**What the task asks**. Each line from the one that contains "# form of this" to the end of the material must be quoted exactly; include both end lines and nothing else.

########

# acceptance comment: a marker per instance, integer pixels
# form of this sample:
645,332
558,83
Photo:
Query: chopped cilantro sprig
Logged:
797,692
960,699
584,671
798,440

########

**Exercise answer**.
# form of this sample:
645,332
558,83
Photo:
Query: chopped cilantro sprig
Logged:
797,692
960,699
584,671
798,440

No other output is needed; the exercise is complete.